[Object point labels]

——————————

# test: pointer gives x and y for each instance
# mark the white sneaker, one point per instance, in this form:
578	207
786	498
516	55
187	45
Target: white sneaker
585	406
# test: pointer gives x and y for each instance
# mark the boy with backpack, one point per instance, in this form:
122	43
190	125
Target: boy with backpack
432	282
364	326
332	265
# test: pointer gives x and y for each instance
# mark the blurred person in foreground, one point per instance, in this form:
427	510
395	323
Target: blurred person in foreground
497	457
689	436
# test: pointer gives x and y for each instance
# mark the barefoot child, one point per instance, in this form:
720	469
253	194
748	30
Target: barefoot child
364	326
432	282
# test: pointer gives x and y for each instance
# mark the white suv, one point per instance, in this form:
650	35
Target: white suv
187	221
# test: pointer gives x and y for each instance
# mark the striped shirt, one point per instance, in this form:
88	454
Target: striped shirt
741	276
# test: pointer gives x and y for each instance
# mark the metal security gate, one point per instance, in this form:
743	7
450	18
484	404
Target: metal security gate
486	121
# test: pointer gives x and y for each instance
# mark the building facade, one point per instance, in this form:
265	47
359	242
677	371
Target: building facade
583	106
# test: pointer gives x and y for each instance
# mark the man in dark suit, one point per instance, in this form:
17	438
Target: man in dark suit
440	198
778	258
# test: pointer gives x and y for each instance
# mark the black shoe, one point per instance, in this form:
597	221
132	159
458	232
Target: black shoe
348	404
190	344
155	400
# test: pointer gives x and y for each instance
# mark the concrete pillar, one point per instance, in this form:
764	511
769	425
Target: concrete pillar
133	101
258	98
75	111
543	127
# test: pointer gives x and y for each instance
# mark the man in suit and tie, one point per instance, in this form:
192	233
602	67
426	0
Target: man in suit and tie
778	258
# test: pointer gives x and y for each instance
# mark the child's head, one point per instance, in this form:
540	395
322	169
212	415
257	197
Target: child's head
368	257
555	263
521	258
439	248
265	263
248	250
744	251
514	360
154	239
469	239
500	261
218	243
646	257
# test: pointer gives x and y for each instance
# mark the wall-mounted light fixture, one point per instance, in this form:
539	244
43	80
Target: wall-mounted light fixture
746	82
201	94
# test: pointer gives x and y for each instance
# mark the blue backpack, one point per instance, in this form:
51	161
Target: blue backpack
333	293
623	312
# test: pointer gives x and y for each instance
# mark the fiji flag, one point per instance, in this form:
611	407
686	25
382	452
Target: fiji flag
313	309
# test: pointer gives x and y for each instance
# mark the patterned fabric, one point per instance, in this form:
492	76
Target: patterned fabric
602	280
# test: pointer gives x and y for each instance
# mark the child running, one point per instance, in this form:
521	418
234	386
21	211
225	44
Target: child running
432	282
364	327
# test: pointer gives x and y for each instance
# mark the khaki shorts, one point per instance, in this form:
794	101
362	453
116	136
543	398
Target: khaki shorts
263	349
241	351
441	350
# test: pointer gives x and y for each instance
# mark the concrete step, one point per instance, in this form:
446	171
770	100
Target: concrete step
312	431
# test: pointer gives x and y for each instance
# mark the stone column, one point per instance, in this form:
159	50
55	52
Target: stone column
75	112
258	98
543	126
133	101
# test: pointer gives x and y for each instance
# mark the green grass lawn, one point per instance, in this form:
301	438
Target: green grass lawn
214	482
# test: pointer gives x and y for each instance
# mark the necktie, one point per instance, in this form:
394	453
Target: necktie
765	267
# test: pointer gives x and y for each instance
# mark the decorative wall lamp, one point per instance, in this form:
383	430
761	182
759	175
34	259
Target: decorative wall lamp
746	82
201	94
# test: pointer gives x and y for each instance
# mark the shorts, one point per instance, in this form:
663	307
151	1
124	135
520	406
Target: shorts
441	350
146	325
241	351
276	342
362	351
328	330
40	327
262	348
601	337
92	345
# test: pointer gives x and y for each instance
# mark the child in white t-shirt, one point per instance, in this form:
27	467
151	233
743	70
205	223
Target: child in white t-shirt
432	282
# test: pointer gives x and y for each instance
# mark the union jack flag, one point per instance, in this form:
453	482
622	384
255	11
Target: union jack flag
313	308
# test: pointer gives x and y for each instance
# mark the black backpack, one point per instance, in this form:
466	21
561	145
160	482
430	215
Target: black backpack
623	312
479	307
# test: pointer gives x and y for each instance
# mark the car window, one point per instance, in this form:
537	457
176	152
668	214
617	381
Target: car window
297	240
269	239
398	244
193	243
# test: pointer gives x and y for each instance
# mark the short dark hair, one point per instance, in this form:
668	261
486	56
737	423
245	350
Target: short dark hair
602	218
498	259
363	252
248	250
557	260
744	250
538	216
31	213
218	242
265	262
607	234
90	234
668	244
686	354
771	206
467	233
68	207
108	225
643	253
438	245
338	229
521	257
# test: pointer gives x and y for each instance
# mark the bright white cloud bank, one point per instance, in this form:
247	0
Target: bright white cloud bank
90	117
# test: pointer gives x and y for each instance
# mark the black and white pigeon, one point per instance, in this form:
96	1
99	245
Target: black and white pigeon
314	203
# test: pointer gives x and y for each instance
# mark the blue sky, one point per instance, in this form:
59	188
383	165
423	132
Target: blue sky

——————————

Print all of the entries again, exactly as written.

**Problem solution**
# test: pointer gives x and y for each instance
# mark the white sneaker, one point per instance, in this form:
578	207
786	498
516	55
187	45
Target: white sneaker
585	406
# test: pointer gives x and y for each instance
# mark the boy with backpack, one point per instance, in this form:
122	43
190	125
Target: boy with backpack
432	282
364	326
332	265
# test: pointer gives x and y for each instance
# mark the blurred person in foreground, one point per instance, in this form:
427	510
395	323
Target: blurred person in foreground
497	457
689	436
# test: pointer gives x and y for each instance
# mark the barefoot child, one point per instance, in this form:
720	469
253	194
748	30
Target: barefoot child
364	326
432	282
# test: pointer gives x and y for each instance
# mark the white suv, one point per instance, in this form:
650	35
Target: white suv
187	221
# test: pointer gives x and y for each instance
# mark the striped shirt, one point per instance, in this form:
88	454
Target: striped shirt
741	276
# test: pointer gives x and y for each instance
# mark the metal security gate, one point per instance, in this form:
743	7
450	18
484	404
Target: metal security gate
486	121
# test: pointer gives x and y for each instance
# mark the building facade, one point per instance, in this form:
265	47
359	242
677	371
Target: building facade
583	106
# test: pointer gives x and y for each instance
# mark the man in dark suit, one point per instance, in this form:
17	438
Target: man in dark suit
440	198
778	258
# test: pointer gives x and y for each instance
# mark the black shoe, one point per instance, in this form:
597	221
132	159
458	232
Target: black shoe
348	404
190	344
155	400
# test: pointer gives x and y for each instance
# mark the concrete pillar, one point per instance, in this form:
764	511
769	425
Target: concrete pillar
133	101
258	98
75	111
543	127
# test: pointer gives x and y for each instance
# mark the man in suit and tie, one point per instance, in this form:
192	233
602	67
426	0
Target: man in suit and tie
778	258
# test: pointer gives x and y for each instance
# mark the child's head, one point per instance, in this form:
540	395
322	169
212	415
257	197
Target: child's head
368	257
555	263
521	258
439	248
265	263
248	250
744	251
514	360
154	239
469	239
500	261
218	243
646	257
# test: pointer gives x and y for each instance
# mark the wall-mounted light fixture, one point per instance, in this form:
539	244
43	80
Target: wall-mounted light fixture
746	82
201	94
# test: pointer gives x and y for each instance
# mark the blue backpack, one point per instance, in this form:
51	161
Target: blue backpack
333	293
623	312
# test: pointer gives x and y for each instance
# mark the fiji flag, one point per instance, in this form:
611	407
686	25
382	452
Target: fiji flag
313	309
# test: pointer gives x and y for each instance
# mark the patterned fabric, one point per instance, in this form:
492	76
Target: patterned fabric
602	280
# test: pointer gives x and y for each instance
# mark the child running, one point per instance, in this form:
521	418
234	386
21	211
225	44
Target: child running
432	282
364	327
# test: pointer gives x and y for each instance
# mark the khaki shorts, one point per instance, in this form:
794	101
362	453
116	136
543	398
Target: khaki shorts
263	349
241	351
441	350
# test: pointer gives x and y for each instance
# mark the concrete step, one point per instance, in this form:
446	171
770	100
Target: concrete step
312	431
# test: pointer gives x and y for each instance
# mark the stone column, one point per instance, in this form:
159	50
55	52
Target: stone column
75	112
258	98
543	126
133	101
# test: pointer gives x and y for each instance
# mark the green grass lawn, one point per instance, in this form:
301	438
Target: green grass lawn
214	482
# test: pointer gives x and y for each instance
# mark the necktie, one point per instance, in this form:
394	453
Target: necktie
765	267
# test: pointer gives x and y for each instance
# mark the decorative wall lamp, one point per instance, in this form:
383	430
761	182
759	175
34	259
Target: decorative wall lamp
746	82
201	94
# test: pointer gives x and y for each instance
# mark the shorts, one point per instance, in this form:
663	307
151	1
124	135
520	406
Target: shorts
441	350
146	325
241	351
276	342
362	351
328	330
40	327
262	348
601	337
92	345
# test: pointer gives x and y for each instance
# mark the child in white t-shirt, one point per instance, in this form:
27	467
151	233
743	70
205	223
Target: child in white t-shirt
432	282
# test: pointer gives x and y for each instance
# mark the union jack flag, one point per instance, in this form:
453	482
622	384
255	11
Target: union jack flag
313	308
# test: pointer gives x and y for each instance
# mark the black backpack, one point per instance, in this form:
466	21
561	145
160	482
430	215
Target: black backpack
623	312
479	307
# test: pointer gives x and y for each instance
# mark the car window, one point per instance, in this form:
537	457
176	152
668	214
617	381
Target: car window
297	240
269	239
398	244
193	243
# test: pointer gives x and y for each instance
# mark the short dark hair, one point per instance, in this form:
668	261
486	56
737	423
245	350
Target: short dark hair
602	218
498	259
363	252
248	250
557	260
744	250
538	216
31	213
218	242
265	262
607	234
90	234
668	244
686	354
771	206
467	233
68	207
108	225
643	253
438	245
338	229
521	257
# test: pointer gives x and y for each instance
# mark the bright white cloud bank, one point per instance, in this form:
247	0
Target: bright white cloud bank
90	117
# test: pointer gives x and y for each instance
# mark the black and white pigeon, one point per instance, in this form:
96	1
99	245
Target: black and white pigeon
314	203
# test: pointer gives x and y for each instance
# mark the blue sky, one point per instance, in this form:
59	188
383	165
423	132
Target: blue sky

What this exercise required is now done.